- [Requirements]
Reproduce the material word for word, beginning at the line that contains "Please tag the green" and ending after the line that contains "Please tag the yellow-green".

- [Supplied material]
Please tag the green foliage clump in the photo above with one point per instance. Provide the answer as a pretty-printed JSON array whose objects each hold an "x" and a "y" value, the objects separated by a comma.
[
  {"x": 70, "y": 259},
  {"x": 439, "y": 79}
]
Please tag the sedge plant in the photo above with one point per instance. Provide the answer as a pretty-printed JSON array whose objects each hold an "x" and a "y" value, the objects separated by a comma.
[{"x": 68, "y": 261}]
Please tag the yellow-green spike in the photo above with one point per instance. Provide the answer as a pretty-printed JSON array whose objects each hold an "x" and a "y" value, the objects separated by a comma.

--

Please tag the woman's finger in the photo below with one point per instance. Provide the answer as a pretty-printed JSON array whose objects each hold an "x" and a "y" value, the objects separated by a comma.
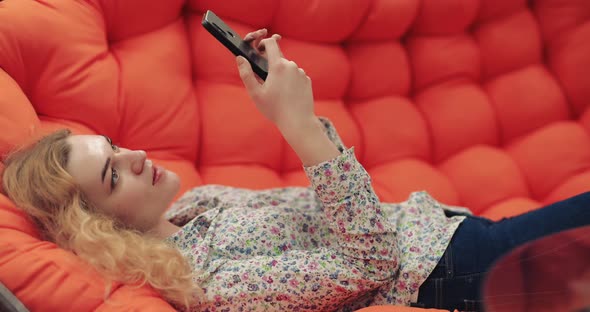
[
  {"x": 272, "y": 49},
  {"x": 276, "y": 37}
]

- [Response]
Please tag the green foliage clump in the photo above with one point per instance. Provide the answer as a pretty-printed JSON array whose objects each hold an "x" and a "y" value, the objects separated by a comma.
[
  {"x": 70, "y": 259},
  {"x": 439, "y": 79}
]
Please tag the sedge plant in the photo above with one point per instance. Provide the answer as a pretty-printed JSON array whose objects each hold an "x" and a "y" value, the objects separated by a comma.
[{"x": 68, "y": 261}]
Please tag the yellow-green spike in the photo above with one point per instance. Provide the answer as a pretty-printed JSON array whose objects each hold an "x" and a "y" value, the objects separated by a comma.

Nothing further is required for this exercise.